Recall from our analysis of ODEs of this form (i.e. \(\boldsymbol{y}'=A\boldsymbol{y}\)) in an earlier lecture, that the stability of time-stepping methods is determined by the eigenvalues of \(A\) multiplied by \(\Delta t\).

Let’s first compute the eigenvalues of the discretisation matrix \(\,A\,\) in the advection only and in the diffusion only cases, and for the time-being ignoring the factors \(-U/\Delta x\) and \( \kappa/\Delta x^2 \).

N = 40

Dx = 0.5*np.eye(N, k = 1) - 0.5*np.eye(N, k = -1)
# Add in the wrapped values due to periodicity
Dx[0,-1] = -0.5
Dx[-1,0] = 0.5

Dxx = np.eye(N, k = 1) -2*np.eye(N) + np.eye(N, k = -1)
# Add in the wrapped values due to periodicity
Dxx[0,-1] = 1
Dxx[-1,0] = 1

# compute the eigenvales of the Dx (advection) matrix alone
Dx_eigs = np.linalg.eigvals(Dx)

# compute the eigenvales of the Dxx (diffusion) matrix alone
Dxx_eigs = np.linalg.eigvals(Dxx)

#plot the eigenvalues in complex plane
fig = plt.figure(figsize=(8, 8))
ax1 = plt.subplot(111)
ax1.set_aspect('equal')
ax1.grid(True)
ax1.set_xlabel('$Re(\lambda)$', fontsize=16)
ax1.set_ylabel('$Im(\lambda)$', fontsize=16)
ax1.set_title('Eigenvalues of discretisation matrices (red = advection; blue = diffusion)', fontsize=16)
ax1.axhline(y=0, color='k')
ax1.axvline(x=0, color='k')
ax1.set_xlim(-5, 1)
ax1.set_ylim(-2, 2)
# add in the eigenvalues
for eig in Dx_eigs:
    ax1.plot(np.real(eig), np.imag(eig), 'ro')

for eig in Dxx_eigs:
    ax1.plot(np.real(eig), np.imag(eig), 'bo')

===

Direction -
Continue the lecture excerpt above on the eigenvalues of the advection and diffusion discretisation matrices, starting right after its final line.

Records in a dataset:
===

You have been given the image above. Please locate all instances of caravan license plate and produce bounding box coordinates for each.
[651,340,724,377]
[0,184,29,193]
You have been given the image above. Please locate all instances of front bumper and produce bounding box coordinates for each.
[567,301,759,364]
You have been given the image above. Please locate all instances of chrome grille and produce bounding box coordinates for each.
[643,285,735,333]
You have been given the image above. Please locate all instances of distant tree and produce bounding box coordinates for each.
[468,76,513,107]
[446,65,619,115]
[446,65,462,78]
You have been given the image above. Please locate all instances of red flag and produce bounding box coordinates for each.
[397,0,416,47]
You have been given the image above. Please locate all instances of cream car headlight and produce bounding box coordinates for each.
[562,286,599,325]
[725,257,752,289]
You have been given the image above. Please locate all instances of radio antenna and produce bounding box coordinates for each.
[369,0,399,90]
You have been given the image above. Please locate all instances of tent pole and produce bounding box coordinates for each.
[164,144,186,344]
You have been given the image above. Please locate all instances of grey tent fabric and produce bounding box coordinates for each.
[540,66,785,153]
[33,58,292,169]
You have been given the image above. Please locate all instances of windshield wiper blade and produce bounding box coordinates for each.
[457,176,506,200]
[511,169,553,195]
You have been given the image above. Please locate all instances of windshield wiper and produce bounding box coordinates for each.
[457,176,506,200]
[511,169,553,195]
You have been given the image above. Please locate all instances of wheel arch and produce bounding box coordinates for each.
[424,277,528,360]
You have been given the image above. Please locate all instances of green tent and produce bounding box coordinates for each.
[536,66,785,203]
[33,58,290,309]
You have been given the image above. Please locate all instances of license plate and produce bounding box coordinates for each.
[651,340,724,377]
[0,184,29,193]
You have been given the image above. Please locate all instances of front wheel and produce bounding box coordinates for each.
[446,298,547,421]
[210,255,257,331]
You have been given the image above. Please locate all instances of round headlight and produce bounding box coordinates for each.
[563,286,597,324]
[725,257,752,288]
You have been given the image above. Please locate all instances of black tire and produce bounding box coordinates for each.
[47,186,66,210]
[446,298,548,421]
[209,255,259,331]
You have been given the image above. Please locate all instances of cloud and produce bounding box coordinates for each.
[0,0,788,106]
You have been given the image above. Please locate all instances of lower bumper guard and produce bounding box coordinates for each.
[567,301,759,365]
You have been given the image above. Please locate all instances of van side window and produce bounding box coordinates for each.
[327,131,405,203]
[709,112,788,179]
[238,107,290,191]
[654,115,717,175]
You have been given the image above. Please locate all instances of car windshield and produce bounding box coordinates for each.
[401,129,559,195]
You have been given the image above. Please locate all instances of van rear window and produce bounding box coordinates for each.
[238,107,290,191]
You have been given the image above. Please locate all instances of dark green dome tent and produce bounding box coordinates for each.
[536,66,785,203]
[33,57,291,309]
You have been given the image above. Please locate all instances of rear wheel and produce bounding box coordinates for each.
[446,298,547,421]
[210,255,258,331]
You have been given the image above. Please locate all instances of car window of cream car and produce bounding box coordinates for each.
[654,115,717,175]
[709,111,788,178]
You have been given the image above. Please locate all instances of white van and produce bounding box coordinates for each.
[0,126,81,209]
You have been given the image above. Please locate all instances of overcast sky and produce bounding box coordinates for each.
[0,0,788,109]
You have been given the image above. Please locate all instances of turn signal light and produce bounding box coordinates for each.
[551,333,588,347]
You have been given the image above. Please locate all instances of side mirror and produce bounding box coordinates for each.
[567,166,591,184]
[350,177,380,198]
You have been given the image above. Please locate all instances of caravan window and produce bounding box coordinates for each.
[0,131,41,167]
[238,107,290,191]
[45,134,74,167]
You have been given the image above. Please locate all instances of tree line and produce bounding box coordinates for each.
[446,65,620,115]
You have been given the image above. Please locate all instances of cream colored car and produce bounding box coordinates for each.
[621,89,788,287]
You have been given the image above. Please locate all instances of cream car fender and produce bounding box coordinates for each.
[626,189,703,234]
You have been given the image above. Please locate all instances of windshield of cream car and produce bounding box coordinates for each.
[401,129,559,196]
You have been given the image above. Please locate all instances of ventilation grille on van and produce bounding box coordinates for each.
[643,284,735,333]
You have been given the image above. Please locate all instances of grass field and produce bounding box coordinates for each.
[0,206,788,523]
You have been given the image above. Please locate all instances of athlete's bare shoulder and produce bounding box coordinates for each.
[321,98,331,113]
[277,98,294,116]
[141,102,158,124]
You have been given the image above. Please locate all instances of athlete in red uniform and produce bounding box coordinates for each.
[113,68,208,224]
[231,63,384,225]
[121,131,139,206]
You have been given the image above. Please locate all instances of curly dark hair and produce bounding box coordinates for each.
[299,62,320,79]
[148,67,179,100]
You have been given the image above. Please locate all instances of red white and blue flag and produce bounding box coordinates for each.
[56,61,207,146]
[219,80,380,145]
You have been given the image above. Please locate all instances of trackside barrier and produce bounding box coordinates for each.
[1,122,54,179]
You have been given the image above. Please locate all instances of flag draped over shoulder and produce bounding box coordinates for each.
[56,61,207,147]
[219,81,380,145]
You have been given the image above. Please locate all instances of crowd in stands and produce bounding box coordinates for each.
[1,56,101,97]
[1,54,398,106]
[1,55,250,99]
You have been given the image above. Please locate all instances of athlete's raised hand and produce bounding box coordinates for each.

===

Written response -
Observations#

  • The advection discretisation matrix’s eigenvalues are all purely imaginary, and their magnitude is bounded above by 1 (i.e if you change the value of \(N\) you get a different number of eigenvalues of course, but they have the same range/bounds).

  • The diffusion discretisation matrix’s eigenvalues are purely real, and they lie between -4 and 0.

  • Note that importantly in these calculations and plots we have not included the factors \(U/{\Delta x}\) and \(\kappa/{\Delta x^2}\) - these will act to scale the eigenvalues, and note that physically larger \(U\) and \(\kappa\) will make the magnitudes of the corresponding eigenvalues larger, but also refining the mesh with a smaller \(\Delta x\) will also act to make the eigenvalue magnitudes larger.

  • [Combining the last two bullets - the furthest left eigenvalue for diffusion (blue dot) will have a value of \(-4\kappa/{\Delta x^2}\), with the remainder spread between this and the origin - we’ll use this information in the next cell]

  • We know that for stability we need the eigenvalues of \(A\) multiplied by the time step size, \(\Delta t\), to lie within the stability region for the particular time-stepping scheme we are employing.

  • We can use this information to derive stability bounds.

  • Below we’ll combine the advection AND diffusion discretisation matrices with the appropriate factors (i.e. form the full discretisation matrix \(A\)) and plot the corresponding eigenvalues - we’ll see that when combining two matrices it’s not quite a simple as simply summing the eigenvalues corresponding to advection and those corresponding diffusion.

  • But first let’s consider what the individual eigenvalues tell us about stability for advection and diffusion processes individually.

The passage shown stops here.